AIM OF THE TASK: Reproduce the lines between the one holding "of the tall" and the one holding "Query: twig", inclusive, with every answer coordinate increased by 75. Keep the requests and their sample points unchanged.

TASK DATA:
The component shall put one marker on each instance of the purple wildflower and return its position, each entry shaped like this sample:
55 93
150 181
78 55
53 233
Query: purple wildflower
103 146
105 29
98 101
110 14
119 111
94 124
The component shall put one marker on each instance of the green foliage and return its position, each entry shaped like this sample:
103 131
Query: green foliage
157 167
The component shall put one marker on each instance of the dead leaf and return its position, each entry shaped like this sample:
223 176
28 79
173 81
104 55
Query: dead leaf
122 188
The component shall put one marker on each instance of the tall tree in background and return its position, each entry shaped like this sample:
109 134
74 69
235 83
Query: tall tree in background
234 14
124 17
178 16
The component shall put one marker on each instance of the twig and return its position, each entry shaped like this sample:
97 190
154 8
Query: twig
---
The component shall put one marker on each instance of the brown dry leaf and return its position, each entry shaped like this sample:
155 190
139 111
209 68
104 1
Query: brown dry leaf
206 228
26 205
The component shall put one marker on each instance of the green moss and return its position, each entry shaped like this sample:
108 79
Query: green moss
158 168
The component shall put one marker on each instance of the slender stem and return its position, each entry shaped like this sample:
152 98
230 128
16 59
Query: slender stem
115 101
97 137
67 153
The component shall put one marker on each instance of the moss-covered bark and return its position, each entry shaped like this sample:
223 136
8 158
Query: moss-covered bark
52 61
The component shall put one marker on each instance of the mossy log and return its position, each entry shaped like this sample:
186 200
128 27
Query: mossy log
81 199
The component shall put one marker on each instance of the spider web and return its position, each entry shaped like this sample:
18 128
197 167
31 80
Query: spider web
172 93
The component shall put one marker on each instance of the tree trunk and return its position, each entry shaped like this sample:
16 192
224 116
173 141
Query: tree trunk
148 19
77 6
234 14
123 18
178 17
...
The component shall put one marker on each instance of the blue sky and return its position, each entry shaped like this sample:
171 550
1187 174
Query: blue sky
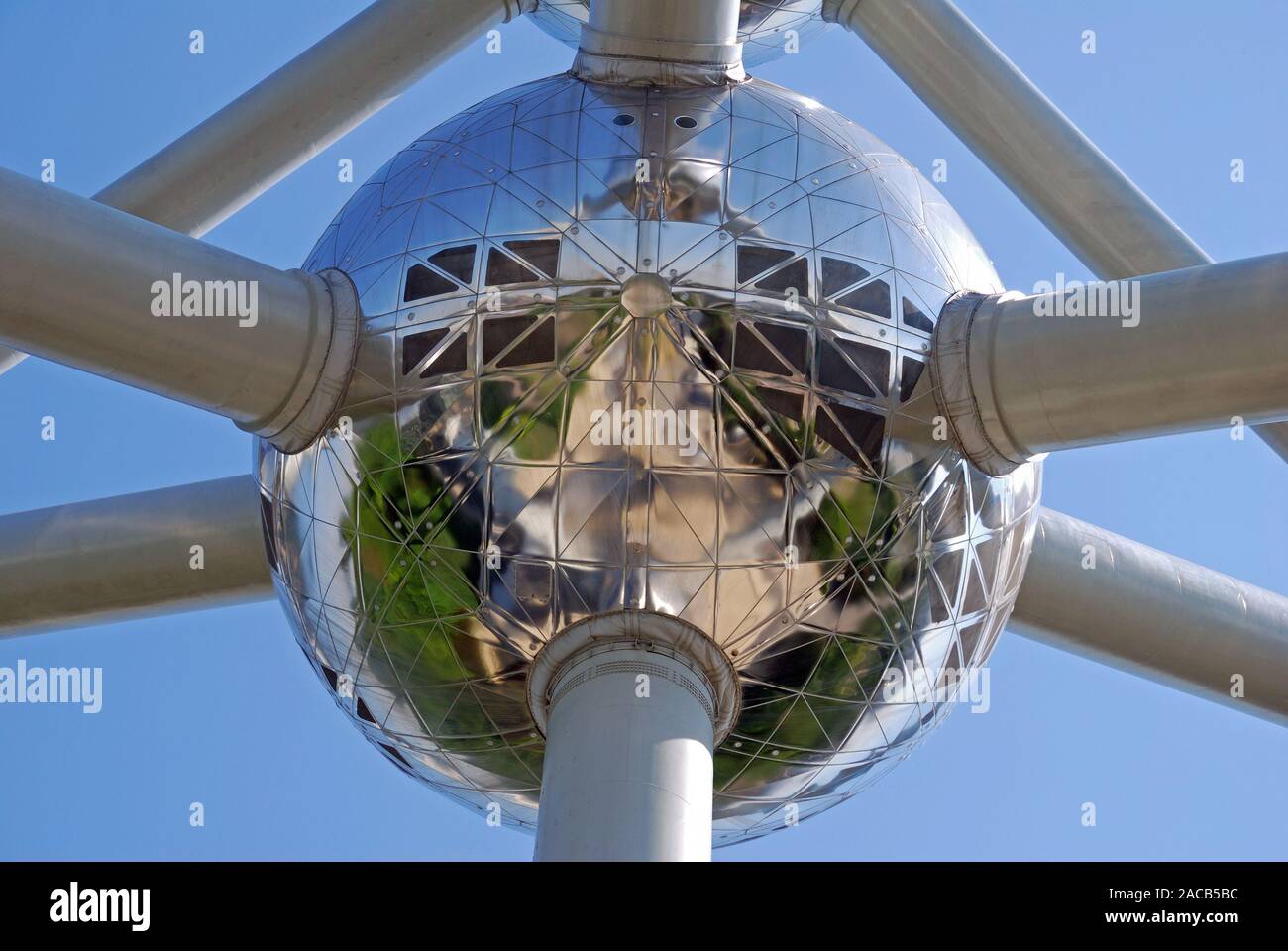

TASK RESPONSE:
The component shall put one marker on each instance of the tall tree in background and return its position, each entry shaped like this sample:
109 134
74 69
235 83
Query: tall tree in background
309 89
199 92
253 91
The component shall put one marker on each instance of the twig and return its position, each entry shaped like this sample:
97 190
154 8
Query: twig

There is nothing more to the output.